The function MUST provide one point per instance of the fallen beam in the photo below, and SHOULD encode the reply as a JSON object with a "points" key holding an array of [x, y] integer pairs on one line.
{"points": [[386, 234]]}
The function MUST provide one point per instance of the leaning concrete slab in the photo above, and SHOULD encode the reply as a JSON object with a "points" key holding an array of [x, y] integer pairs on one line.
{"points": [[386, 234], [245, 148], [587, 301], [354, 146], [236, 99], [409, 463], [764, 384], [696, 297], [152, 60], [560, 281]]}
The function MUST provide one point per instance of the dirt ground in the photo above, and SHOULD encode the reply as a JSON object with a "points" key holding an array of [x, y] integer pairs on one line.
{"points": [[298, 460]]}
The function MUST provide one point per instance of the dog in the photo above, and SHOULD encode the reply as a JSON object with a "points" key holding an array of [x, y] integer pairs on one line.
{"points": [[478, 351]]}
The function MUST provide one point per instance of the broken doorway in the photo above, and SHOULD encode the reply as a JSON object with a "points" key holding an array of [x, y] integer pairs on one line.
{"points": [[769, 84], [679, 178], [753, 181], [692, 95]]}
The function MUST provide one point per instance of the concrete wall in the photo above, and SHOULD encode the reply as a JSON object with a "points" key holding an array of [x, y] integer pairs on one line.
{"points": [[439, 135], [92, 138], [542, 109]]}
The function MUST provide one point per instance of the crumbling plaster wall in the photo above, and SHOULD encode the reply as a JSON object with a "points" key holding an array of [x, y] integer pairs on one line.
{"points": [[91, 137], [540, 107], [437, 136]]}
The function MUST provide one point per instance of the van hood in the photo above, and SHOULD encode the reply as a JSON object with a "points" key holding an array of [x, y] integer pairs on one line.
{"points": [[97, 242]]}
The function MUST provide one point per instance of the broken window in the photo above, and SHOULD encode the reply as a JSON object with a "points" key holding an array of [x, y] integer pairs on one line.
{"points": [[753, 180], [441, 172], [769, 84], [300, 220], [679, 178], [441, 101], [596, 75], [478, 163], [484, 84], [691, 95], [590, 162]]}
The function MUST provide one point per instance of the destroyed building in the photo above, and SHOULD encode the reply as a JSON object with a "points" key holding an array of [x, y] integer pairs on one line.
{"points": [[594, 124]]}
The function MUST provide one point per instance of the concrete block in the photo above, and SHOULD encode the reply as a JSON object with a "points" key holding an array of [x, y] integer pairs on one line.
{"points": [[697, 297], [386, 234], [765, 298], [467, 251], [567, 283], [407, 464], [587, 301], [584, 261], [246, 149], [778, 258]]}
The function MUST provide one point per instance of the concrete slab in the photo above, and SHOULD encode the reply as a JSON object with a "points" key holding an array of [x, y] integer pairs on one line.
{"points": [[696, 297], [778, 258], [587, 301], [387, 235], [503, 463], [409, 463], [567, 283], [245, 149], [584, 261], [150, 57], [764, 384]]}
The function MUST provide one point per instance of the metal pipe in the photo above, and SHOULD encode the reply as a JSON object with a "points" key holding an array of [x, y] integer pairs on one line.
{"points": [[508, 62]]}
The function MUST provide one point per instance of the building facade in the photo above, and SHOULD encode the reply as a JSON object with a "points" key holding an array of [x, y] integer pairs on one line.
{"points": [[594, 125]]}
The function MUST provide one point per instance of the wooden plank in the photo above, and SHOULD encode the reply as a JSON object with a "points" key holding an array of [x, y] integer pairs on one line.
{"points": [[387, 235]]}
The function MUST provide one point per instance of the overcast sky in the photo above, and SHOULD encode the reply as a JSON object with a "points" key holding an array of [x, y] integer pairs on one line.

★ ★ ★ ★ ★ ★ ★

Written instruction: Only the lines from the one containing "the concrete slab" through the end of the entries above belong in the answer; repeat them exactly.

Final result:
The function MUST provide one point per instance of the concrete slab in the photo above, and SHOULD encode the reply as a JSON object with a "points" key holding an array of [x, y] integer pairs on one line.
{"points": [[696, 297], [778, 258], [587, 301], [387, 235], [503, 463], [409, 463], [567, 283], [245, 149], [584, 261], [150, 57], [764, 384]]}
The function MUST provide one point per instance of the metal pipe in the photo above, and SHOULD encode the reply as a JSON object with a "points" key holding an array of [x, y] integer pairs on one line.
{"points": [[508, 62]]}
The function MUST provide one point per instance of the building facade in the photo above, and SHOULD encode the reply as a JSON object with a "points" key holding an array of [x, y] integer pairs on one line.
{"points": [[594, 125]]}
The function MUST provide one point per instance of the wooden plank in the photo above, and SHOULD encode the reply as a JSON object with a "points" key holding an array of [x, y] integer pairs on one line.
{"points": [[387, 235]]}
The function MUST provide one point per instance of the overcast sky in the photo above, and SHOULD encode the reply as a JSON object with a "points" key holding an array of [x, y] integer pairs on one line.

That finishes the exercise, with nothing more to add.